**DATA TO EXAMINE:**
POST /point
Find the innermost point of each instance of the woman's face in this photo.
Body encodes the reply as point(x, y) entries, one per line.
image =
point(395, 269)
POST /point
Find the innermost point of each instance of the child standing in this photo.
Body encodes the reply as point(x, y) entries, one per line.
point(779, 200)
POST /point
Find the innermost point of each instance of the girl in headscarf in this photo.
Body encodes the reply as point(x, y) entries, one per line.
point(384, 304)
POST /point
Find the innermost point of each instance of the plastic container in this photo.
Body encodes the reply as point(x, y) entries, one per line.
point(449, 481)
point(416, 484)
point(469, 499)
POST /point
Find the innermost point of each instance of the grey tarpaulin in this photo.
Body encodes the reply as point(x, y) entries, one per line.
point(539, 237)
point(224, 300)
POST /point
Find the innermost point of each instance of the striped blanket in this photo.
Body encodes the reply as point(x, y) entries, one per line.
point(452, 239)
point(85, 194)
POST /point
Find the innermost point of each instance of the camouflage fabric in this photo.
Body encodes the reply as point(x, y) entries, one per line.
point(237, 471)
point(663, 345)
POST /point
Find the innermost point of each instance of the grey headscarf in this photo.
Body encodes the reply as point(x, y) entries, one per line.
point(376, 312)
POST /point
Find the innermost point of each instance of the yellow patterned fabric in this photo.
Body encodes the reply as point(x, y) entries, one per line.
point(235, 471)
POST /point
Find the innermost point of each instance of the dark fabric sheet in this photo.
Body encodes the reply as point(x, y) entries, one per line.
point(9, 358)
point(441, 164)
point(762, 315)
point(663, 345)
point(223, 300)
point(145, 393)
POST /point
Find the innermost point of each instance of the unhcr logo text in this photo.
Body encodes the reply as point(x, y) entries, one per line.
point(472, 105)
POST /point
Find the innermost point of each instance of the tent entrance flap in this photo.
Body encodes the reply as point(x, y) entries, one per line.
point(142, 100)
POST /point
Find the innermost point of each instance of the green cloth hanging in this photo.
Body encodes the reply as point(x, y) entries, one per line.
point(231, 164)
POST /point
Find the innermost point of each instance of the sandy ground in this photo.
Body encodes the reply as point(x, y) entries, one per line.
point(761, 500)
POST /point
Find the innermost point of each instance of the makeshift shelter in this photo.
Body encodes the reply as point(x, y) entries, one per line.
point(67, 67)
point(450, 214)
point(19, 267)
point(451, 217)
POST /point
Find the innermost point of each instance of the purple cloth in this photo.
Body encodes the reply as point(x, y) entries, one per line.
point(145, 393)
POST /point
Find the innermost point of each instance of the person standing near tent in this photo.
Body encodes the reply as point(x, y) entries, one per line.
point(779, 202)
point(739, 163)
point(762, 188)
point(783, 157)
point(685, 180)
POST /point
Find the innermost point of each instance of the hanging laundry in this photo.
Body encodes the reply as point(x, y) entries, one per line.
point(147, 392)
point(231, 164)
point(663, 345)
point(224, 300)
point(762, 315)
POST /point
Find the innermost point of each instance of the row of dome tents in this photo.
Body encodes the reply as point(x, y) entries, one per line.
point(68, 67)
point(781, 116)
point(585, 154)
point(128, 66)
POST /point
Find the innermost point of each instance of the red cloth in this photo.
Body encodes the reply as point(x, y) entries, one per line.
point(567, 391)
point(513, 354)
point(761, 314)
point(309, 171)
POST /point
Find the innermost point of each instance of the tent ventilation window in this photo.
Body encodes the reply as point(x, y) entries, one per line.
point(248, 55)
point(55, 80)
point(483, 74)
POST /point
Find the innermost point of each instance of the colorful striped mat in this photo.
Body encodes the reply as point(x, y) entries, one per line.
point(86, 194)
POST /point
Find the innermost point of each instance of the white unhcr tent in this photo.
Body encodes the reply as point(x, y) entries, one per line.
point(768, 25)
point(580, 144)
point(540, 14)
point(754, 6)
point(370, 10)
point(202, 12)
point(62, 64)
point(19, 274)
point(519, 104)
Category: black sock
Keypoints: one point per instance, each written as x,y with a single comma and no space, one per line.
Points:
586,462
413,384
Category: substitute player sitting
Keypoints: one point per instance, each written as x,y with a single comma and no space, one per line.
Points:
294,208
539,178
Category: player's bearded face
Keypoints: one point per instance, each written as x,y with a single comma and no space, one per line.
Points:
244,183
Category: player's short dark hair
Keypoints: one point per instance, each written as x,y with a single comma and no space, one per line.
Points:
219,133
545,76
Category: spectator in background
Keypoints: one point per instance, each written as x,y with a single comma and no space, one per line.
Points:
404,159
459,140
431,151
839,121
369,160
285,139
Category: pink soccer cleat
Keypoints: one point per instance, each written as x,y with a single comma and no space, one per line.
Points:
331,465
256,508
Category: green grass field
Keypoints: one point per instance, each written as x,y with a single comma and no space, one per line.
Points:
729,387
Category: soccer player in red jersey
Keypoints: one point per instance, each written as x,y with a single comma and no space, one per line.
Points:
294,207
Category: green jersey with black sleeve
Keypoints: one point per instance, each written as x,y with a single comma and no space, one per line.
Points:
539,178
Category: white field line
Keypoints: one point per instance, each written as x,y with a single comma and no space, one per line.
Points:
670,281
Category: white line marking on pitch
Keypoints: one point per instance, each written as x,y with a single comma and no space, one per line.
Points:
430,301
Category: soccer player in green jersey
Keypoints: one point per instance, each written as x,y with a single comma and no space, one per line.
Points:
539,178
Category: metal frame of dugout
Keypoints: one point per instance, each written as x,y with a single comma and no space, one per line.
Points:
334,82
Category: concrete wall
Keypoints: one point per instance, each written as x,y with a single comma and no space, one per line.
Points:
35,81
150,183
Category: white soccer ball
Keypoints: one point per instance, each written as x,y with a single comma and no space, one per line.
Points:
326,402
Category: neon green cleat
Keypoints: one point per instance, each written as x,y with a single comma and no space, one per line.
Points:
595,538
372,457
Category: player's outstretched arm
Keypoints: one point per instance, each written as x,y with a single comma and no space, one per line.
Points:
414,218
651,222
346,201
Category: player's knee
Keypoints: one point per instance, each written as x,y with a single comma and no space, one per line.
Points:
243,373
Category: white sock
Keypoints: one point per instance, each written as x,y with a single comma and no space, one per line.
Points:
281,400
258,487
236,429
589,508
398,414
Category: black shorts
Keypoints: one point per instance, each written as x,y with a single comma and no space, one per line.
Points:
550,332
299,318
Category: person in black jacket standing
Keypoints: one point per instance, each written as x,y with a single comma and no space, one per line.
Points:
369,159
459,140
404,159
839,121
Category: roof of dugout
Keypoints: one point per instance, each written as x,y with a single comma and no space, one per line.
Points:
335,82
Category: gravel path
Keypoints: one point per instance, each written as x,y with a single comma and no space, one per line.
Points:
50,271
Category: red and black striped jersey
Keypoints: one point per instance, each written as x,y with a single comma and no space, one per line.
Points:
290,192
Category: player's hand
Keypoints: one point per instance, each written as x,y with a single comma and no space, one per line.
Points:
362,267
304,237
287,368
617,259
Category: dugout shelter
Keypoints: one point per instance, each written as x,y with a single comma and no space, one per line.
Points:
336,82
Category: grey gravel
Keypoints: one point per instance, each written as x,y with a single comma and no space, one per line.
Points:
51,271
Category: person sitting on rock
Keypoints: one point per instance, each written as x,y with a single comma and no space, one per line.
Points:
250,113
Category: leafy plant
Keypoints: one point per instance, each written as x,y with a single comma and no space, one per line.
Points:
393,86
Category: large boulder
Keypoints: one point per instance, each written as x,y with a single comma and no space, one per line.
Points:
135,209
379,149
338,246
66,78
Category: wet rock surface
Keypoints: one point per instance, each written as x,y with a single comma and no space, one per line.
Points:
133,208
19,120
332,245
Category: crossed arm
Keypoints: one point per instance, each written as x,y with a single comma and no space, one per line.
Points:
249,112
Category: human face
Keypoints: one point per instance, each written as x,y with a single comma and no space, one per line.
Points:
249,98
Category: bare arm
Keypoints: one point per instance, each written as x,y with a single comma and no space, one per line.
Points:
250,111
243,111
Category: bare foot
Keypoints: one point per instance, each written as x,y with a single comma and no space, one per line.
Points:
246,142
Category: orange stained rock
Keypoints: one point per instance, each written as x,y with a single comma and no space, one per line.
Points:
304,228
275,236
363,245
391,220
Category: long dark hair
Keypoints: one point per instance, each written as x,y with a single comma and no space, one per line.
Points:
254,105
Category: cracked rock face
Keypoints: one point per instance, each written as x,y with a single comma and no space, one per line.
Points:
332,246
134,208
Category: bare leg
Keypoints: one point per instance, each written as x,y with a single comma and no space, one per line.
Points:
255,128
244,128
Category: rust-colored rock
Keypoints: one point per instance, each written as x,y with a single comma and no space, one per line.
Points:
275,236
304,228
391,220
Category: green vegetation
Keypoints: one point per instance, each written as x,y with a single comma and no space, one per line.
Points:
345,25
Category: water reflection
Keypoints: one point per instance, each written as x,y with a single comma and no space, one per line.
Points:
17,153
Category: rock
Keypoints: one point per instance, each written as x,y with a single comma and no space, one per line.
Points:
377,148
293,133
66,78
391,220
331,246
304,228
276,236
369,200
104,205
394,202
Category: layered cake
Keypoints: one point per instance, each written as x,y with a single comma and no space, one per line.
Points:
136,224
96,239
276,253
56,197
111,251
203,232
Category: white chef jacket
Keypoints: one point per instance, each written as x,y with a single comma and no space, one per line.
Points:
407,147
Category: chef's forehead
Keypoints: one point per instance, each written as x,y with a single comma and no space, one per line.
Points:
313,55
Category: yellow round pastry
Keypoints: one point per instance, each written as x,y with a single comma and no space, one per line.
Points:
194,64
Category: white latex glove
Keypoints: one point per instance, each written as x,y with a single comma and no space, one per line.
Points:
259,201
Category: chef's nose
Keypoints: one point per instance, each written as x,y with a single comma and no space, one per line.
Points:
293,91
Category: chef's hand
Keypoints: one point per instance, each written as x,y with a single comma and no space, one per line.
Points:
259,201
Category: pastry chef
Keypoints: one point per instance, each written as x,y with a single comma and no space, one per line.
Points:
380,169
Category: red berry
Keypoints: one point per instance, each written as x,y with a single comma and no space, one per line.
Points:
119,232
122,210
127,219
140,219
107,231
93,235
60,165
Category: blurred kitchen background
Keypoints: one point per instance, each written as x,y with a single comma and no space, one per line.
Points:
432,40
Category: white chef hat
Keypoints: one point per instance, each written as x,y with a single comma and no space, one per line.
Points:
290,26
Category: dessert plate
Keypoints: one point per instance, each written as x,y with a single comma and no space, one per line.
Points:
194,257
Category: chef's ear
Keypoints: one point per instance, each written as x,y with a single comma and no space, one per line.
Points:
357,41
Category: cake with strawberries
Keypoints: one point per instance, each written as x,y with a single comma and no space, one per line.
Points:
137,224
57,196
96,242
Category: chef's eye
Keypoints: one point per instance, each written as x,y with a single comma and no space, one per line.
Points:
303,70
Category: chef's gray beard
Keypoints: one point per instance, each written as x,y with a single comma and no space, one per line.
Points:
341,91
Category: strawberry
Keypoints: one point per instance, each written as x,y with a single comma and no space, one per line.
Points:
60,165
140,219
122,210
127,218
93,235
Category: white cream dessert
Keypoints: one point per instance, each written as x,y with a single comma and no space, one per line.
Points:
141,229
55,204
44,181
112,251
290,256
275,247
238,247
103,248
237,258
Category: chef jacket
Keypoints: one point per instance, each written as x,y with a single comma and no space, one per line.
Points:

**ABOUT THIS EXERCISE:**
Looking at the data above, give the number of lines that include "striped"; add nothing else.

**COMPLETED EXERCISE:**
3